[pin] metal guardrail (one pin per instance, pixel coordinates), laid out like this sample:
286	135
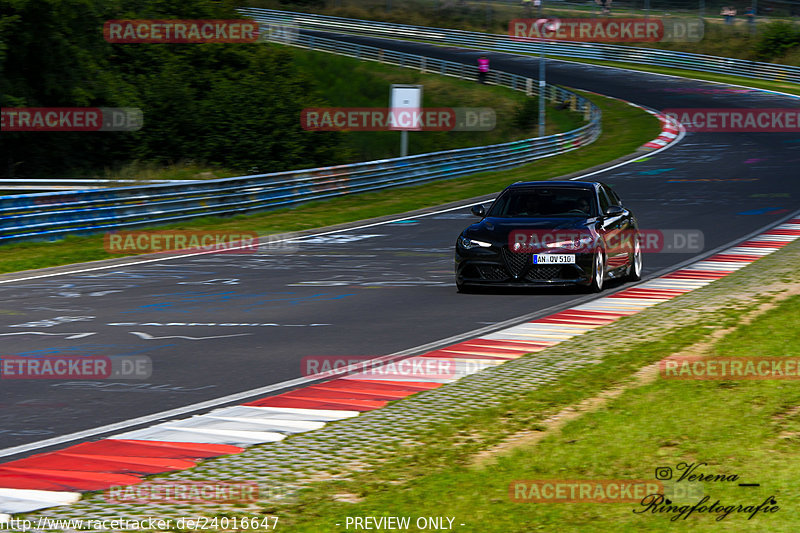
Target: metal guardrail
72	184
53	215
504	43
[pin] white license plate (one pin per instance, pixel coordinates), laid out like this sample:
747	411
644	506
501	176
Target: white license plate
551	259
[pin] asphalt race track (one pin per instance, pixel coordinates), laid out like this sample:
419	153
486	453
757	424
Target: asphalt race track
215	325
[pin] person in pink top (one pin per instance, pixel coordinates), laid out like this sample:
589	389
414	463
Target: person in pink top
483	68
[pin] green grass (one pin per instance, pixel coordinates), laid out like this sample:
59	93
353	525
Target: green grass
625	128
367	84
747	428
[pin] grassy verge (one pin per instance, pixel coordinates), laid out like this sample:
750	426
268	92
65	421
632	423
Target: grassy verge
367	84
624	129
745	428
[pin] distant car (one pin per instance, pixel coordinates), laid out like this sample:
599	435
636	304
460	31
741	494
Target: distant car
550	233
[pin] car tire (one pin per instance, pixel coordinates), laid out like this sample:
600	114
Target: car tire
635	270
461	288
598	271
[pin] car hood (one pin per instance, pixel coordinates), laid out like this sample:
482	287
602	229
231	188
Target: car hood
499	228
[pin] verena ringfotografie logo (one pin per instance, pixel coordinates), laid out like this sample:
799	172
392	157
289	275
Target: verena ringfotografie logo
385	119
650	241
76	367
50	119
185	492
607	30
583	490
774	120
729	368
180	31
179	242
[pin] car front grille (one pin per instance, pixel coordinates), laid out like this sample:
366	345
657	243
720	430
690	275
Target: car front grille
492	272
516	262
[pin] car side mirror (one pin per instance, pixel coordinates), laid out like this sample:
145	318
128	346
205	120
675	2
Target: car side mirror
478	210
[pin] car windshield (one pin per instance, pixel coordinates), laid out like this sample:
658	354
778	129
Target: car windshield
542	203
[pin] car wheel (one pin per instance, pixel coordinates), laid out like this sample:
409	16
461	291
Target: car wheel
635	270
598	271
462	288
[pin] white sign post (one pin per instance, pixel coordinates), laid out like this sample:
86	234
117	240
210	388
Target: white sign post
406	104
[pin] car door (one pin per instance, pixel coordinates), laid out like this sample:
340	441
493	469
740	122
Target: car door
615	228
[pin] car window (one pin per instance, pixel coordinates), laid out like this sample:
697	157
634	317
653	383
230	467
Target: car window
612	196
544	202
604	201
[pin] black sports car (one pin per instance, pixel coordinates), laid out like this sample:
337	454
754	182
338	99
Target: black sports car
550	233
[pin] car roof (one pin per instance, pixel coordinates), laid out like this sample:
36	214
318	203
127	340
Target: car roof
551	184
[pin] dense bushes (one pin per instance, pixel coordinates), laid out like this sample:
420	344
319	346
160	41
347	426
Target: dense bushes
775	39
231	105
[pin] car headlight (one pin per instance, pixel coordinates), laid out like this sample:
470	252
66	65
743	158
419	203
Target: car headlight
469	244
571	244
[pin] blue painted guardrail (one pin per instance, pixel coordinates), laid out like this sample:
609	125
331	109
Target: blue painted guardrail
51	216
503	43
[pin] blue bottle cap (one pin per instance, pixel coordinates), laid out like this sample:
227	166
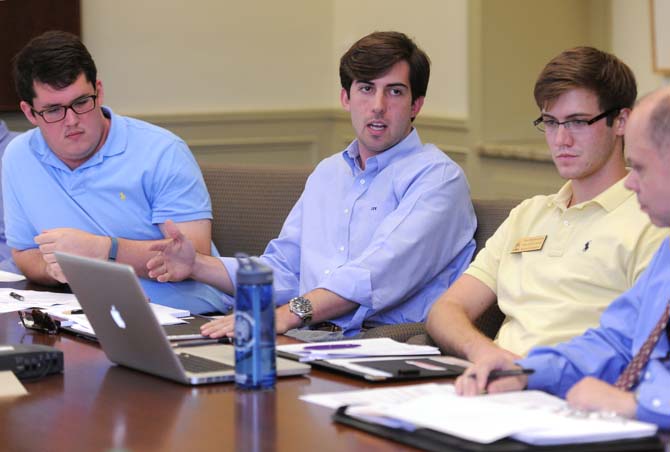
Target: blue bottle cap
252	270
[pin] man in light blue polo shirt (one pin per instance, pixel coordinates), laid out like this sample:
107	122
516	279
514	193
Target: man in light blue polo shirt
89	182
381	227
6	261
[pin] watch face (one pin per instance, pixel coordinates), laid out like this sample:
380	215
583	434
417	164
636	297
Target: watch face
301	307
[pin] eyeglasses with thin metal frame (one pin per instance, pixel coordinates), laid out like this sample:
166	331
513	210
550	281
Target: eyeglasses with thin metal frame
39	321
575	125
57	113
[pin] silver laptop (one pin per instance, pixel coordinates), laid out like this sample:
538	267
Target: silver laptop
130	334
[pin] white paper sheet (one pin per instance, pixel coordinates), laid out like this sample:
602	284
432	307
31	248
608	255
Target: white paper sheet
531	416
10	277
356	348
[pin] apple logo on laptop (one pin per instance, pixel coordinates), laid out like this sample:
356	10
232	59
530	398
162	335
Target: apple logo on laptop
116	315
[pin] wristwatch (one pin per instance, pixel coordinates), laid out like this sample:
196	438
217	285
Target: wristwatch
301	307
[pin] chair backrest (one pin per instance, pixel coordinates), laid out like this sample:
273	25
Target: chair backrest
490	214
250	204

EXERCISE - Repeat the material above exactly; pictures do not belong in the copy.

ANSWER SPACE -
[pin] metal guardrail (one pin per instance, pixel coordinates), laid out like this sample:
286	135
Target: metal guardrail
72	184
53	215
504	43
[pin] white license plate (one pin per instance, pixel coordinates), laid out like this sample:
747	411
644	506
501	176
Target: white license plate
551	259
[pin] asphalt race track (one pin per instance, pixel coordinates), laid out like this sample:
419	153
486	453
757	424
Target: asphalt race track
215	325
[pin] person in pink top (one pin per instance, pixel coordinates), laid out like this sample:
589	389
414	463
Target: person in pink top
483	68
[pin] green grass (one pin per instance, pixel coordinates), laid out like this sample:
59	93
353	525
Target: green grass
625	128
367	84
747	428
[pin] grassy verge (one pin per instance, pixel coordinates), laid out like this sample:
750	426
268	92
65	421
632	423
Target: grassy verge
367	84
624	129
745	428
[pin] distant car (one pin per instance, pixel coordinates), laid out like this sample:
599	435
636	304
460	31
741	494
Target: distant car
550	233
[pin] car tire (one pin per instance, pixel coordinates), laid out like this sample:
600	114
Target: car tire
635	270
461	288
598	271
[pin] car hood (one pin per instance, pixel coordinates), laid out like this sample:
482	287
602	229
231	188
Target: car hood
499	228
[pin] verena ringfotografie logo (one pin per instance, pixel coordinates), laid out like this sample:
799	172
392	157
289	275
Target: verena ringfotografie logo
385	119
650	241
76	367
50	119
185	492
607	30
583	490
774	120
729	368
180	31
179	242
[pin] car front grille (one pin per instance, pixel coordinates), laid out like this sample:
366	345
657	243
720	430
690	275
Target: car front grille
492	272
516	262
[pin] car side mirror (one pin per instance, pixel coordinates), laid out like this sample:
145	318
128	346
205	120
675	2
Target: car side mirror
478	210
[pin] car windshield (one pin per instance, pixel coordinates), laid out like this sample:
658	354
778	129
Target: car windshield
542	203
[pin] car wheel (one pin per instance, pixel coordinates), laid out like this sample:
409	16
461	291
Target: car wheel
635	270
598	271
462	288
[pin] white sign post (one pin per instance, pixel coordinates), laid out like this sample:
86	234
117	240
210	388
Target: white sign post
406	104
[pin] car door (one pin per instance, pixel coordinates), laid out like this sample:
340	441
493	469
740	122
Target: car door
615	228
[pin] car window (one pin per instance, pixel coordinates), laid out like this sample:
697	157
634	317
653	383
230	467
Target: car window
612	196
544	202
604	201
[pin] black sports car (one pin per instance, pixel coordinates), laid out like this sample:
337	454
754	182
338	99
Target: black sports car
550	233
[pin] car roof (one pin per instance, pixel coordinates), laid out like this sample:
36	214
318	203
127	340
Target: car roof
551	184
[pin] dense bushes (one pin per instance, pixel coordinates), laid out like this sample:
420	344
319	346
160	41
347	426
Target: dense bushes
775	39
231	105
[pin] car headlight (one pin per instance, pixel coordinates), laid out like this sample:
470	252
66	65
743	158
419	203
Target: car headlight
469	244
571	244
[pin] blue painted guardrail (one pin per instance, pixel coordinates), laid out like this sample:
609	125
331	109
Target: blue painted guardrail
51	216
503	43
[pin] blue bottle cap (one pin per instance, pixel coordinates), laid out like this sample:
227	166
Target: blue bottle cap
252	270
[pin] man in light blue polo shirt (one pin per instance, pixel coordinates), laid out like this sample:
107	122
516	279
514	193
Target: man in light blue polo shirt
89	182
381	227
6	261
[pin] watch face (one pin per instance, pixel coordinates), laid out like this sample:
380	215
583	434
417	164
636	297
Target: watch face
301	307
[pin] eyeglasses with thin metal frame (one pin per instance, pixel coordinates), laid out like this sample:
166	331
513	210
550	281
Target: eyeglasses with thin metal frame
39	321
575	125
57	113
[pin] silver laptop (one pin per instance, pixel coordinates), laid out like this sample:
538	267
Target: silver laptop
130	334
[pin] white paper sheet (one pin per instance, pixel coordinates), laid out like this sample:
602	284
432	307
31	248
608	255
Target: white paper sheet
531	416
10	277
356	348
[pin] apple logo on laptop (one pin per instance, pixel coordinates), laid out like this sample:
356	10
232	59
530	398
162	335
Target: apple logo on laptop
116	315
[pin] wristwatch (one pin per instance, pixel coordinates), laid out like this sample:
196	438
217	285
Target: wristwatch
301	307
[pin] chair backrest (one pin per instance, pixel coordinates), laid out like this sample:
273	25
Target: chair backrest
490	214
250	204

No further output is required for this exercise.